++++ Supplied material ++++

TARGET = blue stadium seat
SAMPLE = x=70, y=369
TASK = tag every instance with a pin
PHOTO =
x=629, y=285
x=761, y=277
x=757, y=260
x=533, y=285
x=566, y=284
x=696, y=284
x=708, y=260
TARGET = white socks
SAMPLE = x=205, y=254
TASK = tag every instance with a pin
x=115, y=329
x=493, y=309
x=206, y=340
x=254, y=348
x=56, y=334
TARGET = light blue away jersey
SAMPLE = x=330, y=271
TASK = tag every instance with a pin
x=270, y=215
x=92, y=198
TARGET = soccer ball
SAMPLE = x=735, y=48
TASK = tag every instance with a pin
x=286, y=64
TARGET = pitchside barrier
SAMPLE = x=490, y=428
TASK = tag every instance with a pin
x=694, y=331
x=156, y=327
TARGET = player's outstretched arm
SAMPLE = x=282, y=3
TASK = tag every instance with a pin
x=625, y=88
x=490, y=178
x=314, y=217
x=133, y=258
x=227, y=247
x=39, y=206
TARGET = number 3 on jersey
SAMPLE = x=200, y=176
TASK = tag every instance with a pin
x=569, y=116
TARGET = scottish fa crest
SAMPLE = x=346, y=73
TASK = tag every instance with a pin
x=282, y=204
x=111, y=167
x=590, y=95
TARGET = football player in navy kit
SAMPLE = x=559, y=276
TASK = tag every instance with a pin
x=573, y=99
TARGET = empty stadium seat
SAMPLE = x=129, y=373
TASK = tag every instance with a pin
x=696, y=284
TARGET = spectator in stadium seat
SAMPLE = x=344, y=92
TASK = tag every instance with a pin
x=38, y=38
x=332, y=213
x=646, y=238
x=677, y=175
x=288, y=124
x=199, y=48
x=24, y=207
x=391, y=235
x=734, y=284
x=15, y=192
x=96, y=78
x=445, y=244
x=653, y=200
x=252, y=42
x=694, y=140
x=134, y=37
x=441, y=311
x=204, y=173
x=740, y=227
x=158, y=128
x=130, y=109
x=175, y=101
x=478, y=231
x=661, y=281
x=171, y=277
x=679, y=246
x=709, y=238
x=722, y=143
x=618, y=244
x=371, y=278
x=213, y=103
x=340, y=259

++++

Copy out every line above character for character, in the same order.

TARGET = blue stadium seat
SAMPLE = x=70, y=369
TASK = tag every instance with a pin
PHOTO =
x=629, y=285
x=761, y=277
x=757, y=260
x=533, y=285
x=566, y=284
x=696, y=284
x=708, y=260
TARGET = white socks
SAMPLE = x=205, y=254
TASK = tag every instance with a pin
x=115, y=329
x=493, y=309
x=206, y=340
x=254, y=348
x=56, y=334
TARGET = light blue away jersey
SAMPLE = x=330, y=271
TASK = tag every instance with a pin
x=270, y=215
x=92, y=198
TARGET = soccer ball
SAMPLE = x=735, y=48
TASK = tag every instance with a pin
x=286, y=64
TARGET = pitchside barrier
SAMPLE = x=490, y=428
TASK = tag every instance with a pin
x=694, y=331
x=156, y=327
TARGET = player's outstretched arm
SAMPLE = x=282, y=3
TASK = tag every instance with a pin
x=625, y=88
x=490, y=178
x=314, y=217
x=133, y=258
x=227, y=247
x=39, y=206
TARGET = number 3 on jersey
SAMPLE = x=200, y=176
TASK = tag every instance with a pin
x=569, y=116
TARGET = scottish fa crest
SAMPLE = x=346, y=73
TASK = tag every instance with a pin
x=282, y=204
x=111, y=167
x=590, y=95
TARGET = football player in navy kit
SAMPLE = x=559, y=276
TASK = tag every instance with a pin
x=573, y=99
TARGET = empty stadium seat
SAMPLE = x=129, y=373
TASK = tag every instance with a pin
x=696, y=284
TARGET = spectator in stadium seat
SAMPLE = x=344, y=92
TASK = tag every instance with a pin
x=38, y=38
x=332, y=213
x=646, y=238
x=677, y=175
x=288, y=124
x=199, y=48
x=24, y=207
x=391, y=235
x=734, y=284
x=15, y=192
x=96, y=78
x=445, y=244
x=653, y=200
x=252, y=42
x=694, y=140
x=134, y=37
x=441, y=311
x=204, y=173
x=740, y=227
x=158, y=128
x=130, y=109
x=175, y=101
x=478, y=231
x=661, y=281
x=171, y=277
x=679, y=246
x=709, y=238
x=722, y=143
x=618, y=244
x=371, y=278
x=213, y=103
x=340, y=259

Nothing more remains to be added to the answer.